As shown in FIG. 3 each pulse (eg, 338) in the dual sawtooth pulse sequence 508 in FIG. 5 represents target substrate 118 demand at the transfer station 110 In this embodiment of “alternate imaging mode,” it is important to note that the second target substrate sheet 118 is demanded approximately 1.5P revolutions of the intermediate substrate 104 after the first target substrate sheet 118 was demanded. This is reflected by sawtooth pulses 338 and 540, which align with the beginning of transfer station activation pulses TA1 330 and TB1 532, respectively Similarly, the third target substrate sheet 118 is demanded approximately 2.5P revolutions after the second target substrate sheet 118 This is reflected by sawtooth pulses 540 and 542, which align with the beginning of transfer station activation pulses TB1 532 and TA2 334, respectively This pattern of odd numbered sheets demanded approximately 1.5P revolutions after even numbered sheets and even number sheets demanded approximately 2.5P revolutions after odd numbered sheets continues until the print job is complete

Where average demand would be 2P revolutions of the intermediate substrate 104, the alternating demands of 1.5P and 2.5P revolutions in FIG. 5 produce less deviation about the average than the alternating demands of 0.5P and 3.5P in FIG. 3. This is perhaps emphasized by applying the example of the drum with a circumference of 565.5 mm (22.25 in.), rotated at 1400 mm/sec. (55 in./sec.) used above. Recall that each pass (P) of the drum is 0.4 sec. in duration. Also recall that under “burst mode” scheduling (FIG. 3) the transfer station 110 alternates between demanding target substrate sheets 118 in 0.2 sec. (0.5P) and 1.4 sec (3.5P) Here, under the FIG. 5 embodiment of “alternate imaging mode” scheduling, the transfer station 110 alternates between demanding target substrate sheets 118 in 0.6 sec. (1.5P) and 1.0 sec. (2.5P)
━━━━━━━━━━━━━━━━
» Set exercise A: In the printing-scheduling text, why do the FIG. 5 "alternate imaging mode" demand intervals come to 0.6 sec. and 1.0 sec.?
» Set exercise B: Write out the printing-scheduling text from "Where average demand" up to and including "1.0 sec. (2.5P)", replacing "drum" with "cylinder".
» Set exercise C: In the printing-scheduling text's drum example, at what speed is the drum rotated?
━━━━━━━━━━━━━━━━
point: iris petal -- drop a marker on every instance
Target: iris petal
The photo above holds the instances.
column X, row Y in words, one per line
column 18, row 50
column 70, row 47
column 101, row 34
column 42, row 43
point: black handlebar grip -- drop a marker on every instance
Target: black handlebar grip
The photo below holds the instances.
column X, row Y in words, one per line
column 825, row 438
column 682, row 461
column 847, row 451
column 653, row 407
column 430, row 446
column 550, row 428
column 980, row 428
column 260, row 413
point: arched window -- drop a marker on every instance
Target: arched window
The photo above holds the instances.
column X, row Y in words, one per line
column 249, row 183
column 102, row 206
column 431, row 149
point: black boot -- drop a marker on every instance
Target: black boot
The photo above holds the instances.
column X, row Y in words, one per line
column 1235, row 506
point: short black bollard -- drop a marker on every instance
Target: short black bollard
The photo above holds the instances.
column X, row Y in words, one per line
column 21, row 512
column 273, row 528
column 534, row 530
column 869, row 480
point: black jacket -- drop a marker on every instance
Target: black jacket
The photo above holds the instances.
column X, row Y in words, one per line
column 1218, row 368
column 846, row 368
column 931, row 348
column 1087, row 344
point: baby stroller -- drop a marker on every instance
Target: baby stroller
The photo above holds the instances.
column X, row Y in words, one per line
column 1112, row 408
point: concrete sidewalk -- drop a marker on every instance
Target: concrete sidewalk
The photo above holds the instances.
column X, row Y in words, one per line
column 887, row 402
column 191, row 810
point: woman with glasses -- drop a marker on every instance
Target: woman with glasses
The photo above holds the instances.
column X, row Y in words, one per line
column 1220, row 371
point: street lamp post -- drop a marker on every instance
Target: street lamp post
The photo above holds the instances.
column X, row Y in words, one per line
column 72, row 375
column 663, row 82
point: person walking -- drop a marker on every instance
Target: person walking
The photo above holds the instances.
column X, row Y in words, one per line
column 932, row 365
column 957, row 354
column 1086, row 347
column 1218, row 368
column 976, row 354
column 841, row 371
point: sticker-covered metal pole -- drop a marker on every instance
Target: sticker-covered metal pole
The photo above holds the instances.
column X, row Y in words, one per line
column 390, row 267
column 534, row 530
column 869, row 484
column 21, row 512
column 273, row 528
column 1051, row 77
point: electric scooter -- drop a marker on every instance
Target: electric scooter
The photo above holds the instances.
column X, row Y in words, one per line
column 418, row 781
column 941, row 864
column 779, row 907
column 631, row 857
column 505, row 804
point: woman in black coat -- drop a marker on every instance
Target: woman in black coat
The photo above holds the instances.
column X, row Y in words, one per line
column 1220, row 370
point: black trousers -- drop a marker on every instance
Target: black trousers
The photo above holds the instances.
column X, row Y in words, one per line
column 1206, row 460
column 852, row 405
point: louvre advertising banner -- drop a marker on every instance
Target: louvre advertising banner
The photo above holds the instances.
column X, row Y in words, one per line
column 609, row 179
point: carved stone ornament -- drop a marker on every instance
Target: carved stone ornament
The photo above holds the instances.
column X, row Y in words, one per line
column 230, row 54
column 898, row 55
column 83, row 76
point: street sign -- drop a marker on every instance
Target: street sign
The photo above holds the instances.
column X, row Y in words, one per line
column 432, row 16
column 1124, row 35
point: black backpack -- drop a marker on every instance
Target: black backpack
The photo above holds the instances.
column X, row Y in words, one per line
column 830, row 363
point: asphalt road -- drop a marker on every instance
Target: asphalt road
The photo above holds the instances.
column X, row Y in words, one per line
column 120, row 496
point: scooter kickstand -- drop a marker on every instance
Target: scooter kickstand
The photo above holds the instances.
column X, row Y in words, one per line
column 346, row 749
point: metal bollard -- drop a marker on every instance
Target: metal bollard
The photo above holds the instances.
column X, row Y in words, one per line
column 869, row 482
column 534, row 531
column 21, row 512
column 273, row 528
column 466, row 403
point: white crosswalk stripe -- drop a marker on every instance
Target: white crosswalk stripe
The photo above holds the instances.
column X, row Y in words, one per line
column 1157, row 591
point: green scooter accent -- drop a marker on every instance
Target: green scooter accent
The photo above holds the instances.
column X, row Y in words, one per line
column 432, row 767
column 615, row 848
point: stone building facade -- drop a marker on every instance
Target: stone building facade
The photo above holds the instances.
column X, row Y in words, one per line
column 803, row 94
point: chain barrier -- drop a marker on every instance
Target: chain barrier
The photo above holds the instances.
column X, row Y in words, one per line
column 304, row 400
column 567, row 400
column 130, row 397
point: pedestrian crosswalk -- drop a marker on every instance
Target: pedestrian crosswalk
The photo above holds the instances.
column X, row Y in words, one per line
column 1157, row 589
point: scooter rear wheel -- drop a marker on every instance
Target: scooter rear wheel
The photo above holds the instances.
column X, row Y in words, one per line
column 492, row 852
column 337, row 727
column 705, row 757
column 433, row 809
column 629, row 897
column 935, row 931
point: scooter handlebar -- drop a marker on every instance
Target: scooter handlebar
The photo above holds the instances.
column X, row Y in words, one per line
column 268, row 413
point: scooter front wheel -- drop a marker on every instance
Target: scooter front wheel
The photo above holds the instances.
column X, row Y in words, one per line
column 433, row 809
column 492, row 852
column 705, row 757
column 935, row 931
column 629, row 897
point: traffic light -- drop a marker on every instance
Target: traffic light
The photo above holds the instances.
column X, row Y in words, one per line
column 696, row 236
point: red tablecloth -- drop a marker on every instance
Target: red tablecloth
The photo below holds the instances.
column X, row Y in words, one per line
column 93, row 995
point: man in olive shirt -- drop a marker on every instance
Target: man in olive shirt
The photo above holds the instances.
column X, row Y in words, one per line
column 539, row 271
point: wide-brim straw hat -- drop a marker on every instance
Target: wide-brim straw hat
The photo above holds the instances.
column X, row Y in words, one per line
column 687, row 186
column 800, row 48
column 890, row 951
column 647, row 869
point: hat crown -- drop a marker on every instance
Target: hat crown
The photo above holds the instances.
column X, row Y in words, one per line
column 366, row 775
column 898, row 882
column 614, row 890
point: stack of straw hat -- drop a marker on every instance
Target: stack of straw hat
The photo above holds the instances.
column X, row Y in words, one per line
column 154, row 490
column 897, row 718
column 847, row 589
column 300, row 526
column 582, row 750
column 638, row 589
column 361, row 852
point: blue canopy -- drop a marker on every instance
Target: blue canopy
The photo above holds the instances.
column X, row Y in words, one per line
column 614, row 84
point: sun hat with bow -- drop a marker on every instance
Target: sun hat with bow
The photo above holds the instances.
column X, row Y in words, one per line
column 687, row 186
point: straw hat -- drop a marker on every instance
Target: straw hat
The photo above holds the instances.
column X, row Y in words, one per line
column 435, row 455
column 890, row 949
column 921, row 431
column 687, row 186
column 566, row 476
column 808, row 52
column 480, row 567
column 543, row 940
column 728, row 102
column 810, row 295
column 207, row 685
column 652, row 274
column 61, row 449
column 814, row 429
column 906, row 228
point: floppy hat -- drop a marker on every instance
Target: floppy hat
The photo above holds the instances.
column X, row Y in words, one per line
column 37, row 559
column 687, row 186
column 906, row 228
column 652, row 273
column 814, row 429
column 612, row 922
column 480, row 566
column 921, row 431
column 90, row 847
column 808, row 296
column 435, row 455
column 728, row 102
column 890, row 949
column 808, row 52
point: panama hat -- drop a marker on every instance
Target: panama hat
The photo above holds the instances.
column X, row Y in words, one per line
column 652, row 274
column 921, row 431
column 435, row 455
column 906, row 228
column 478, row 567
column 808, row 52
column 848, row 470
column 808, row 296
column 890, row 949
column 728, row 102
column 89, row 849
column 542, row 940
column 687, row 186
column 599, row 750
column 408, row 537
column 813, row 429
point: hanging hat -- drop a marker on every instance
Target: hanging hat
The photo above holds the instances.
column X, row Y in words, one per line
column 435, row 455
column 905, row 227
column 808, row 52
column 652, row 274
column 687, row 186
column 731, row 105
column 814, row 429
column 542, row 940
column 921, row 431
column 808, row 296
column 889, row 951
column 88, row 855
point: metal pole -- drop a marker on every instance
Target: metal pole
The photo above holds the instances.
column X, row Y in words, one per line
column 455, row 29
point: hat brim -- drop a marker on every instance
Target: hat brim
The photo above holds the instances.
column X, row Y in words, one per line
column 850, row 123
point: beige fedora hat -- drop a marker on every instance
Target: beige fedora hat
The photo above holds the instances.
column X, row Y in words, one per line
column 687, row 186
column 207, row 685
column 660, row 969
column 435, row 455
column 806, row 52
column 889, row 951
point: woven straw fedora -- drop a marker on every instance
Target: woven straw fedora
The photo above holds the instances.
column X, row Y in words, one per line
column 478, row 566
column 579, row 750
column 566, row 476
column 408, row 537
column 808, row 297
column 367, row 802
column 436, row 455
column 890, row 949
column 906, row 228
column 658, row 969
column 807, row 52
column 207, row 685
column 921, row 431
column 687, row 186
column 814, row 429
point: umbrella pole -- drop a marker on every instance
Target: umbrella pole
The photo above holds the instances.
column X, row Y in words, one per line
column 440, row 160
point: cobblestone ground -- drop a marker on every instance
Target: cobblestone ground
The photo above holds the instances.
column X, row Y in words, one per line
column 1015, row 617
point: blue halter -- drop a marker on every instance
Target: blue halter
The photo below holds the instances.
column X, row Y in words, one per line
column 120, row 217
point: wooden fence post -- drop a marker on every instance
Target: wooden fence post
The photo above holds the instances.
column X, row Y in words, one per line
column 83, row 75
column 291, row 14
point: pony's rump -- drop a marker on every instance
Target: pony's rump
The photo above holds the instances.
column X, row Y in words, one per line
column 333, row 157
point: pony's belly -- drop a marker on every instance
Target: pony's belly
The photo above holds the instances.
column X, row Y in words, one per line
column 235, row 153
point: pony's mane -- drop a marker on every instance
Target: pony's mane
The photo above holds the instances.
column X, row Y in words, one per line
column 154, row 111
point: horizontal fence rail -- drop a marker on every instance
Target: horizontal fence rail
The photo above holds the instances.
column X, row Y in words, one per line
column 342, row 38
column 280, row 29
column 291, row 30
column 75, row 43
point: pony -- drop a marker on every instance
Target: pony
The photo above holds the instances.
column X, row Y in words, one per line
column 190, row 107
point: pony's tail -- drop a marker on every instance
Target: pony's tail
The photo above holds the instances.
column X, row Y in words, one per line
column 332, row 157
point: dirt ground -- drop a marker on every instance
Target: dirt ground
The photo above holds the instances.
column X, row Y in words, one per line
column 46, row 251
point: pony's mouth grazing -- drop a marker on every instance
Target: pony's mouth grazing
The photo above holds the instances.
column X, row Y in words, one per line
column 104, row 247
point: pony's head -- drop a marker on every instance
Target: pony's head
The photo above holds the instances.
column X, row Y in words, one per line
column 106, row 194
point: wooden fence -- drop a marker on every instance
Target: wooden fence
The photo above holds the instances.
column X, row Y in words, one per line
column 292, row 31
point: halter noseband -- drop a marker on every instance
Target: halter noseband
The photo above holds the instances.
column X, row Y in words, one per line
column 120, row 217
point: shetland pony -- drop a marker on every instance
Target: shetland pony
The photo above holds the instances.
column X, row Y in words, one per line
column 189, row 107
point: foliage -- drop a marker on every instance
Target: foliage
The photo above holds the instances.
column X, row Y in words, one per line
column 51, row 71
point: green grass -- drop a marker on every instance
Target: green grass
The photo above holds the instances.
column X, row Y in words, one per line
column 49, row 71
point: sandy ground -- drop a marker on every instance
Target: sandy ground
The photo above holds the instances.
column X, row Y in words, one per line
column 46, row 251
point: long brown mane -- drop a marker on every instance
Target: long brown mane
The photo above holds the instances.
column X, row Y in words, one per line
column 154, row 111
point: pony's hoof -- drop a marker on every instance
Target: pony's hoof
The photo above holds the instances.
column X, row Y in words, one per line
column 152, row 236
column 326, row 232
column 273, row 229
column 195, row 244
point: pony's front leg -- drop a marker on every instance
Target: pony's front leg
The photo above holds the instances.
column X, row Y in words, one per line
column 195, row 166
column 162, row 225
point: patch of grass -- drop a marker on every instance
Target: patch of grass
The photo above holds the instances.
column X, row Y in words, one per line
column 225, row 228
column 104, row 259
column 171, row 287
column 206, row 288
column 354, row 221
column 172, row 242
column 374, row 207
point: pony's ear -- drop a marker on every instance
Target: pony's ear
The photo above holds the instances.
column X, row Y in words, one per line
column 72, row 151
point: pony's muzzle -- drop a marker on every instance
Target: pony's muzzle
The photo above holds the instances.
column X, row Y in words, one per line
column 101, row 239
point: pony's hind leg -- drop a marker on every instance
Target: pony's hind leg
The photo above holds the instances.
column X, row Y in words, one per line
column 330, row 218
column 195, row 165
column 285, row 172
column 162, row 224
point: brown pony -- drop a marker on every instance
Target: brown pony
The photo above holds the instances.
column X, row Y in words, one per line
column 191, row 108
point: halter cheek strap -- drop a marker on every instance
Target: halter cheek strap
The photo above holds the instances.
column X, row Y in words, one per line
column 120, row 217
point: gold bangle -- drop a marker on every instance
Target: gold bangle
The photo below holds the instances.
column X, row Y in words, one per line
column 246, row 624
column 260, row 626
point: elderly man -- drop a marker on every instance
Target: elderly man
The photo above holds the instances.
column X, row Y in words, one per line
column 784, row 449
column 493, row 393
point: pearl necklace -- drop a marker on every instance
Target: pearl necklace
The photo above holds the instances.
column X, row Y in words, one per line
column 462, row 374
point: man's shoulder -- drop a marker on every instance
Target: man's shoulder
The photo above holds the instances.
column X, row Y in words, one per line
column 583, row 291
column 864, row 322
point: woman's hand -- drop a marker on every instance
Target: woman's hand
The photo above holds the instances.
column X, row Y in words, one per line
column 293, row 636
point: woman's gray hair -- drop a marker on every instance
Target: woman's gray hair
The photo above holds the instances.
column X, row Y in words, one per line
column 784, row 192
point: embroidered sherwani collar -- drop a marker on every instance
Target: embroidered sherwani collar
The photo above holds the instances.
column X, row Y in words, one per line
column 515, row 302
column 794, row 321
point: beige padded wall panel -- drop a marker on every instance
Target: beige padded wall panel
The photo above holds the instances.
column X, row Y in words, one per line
━━━━━━━━━━━━━━━━
» Correct output A: Each pass (P) of the drum lasts 0.4 sec. The 1.5P interval therefore equals 0.6 sec., and the 2.5P interval equals 1.0 sec.

» Correct output B:
Where average demand would be 2P revolutions of the intermediate substrate 104, the alternating demands of 1.5P and 2.5P revolutions in FIG. 5 produce less deviation about the average than the alternating demands of 0.5P and 3.5P in FIG. 3. This is perhaps emphasized by applying the example of the cylinder with a circumference of 565.5 mm (22.25 in.), rotated at 1400 mm/sec. (55 in./sec.) used above. Recall that each pass (P) of the cylinder is 0.4 sec. in duration. Also recall that under “burst mode” scheduling (FIG. 3) the transfer station 110 alternates between demanding target substrate sheets 118 in 0.2 sec. (0.5P) and 1.4 sec (3.5P) Here, under the FIG. 5 embodiment of “alternate imaging mode” scheduling, the transfer station 110 alternates between demanding target substrate sheets 118 in 0.6 sec. (1.5P) and 1.0 sec. (2.5P)

» Correct output C: It is rotated at 1400 mm/sec. (55 in./sec.).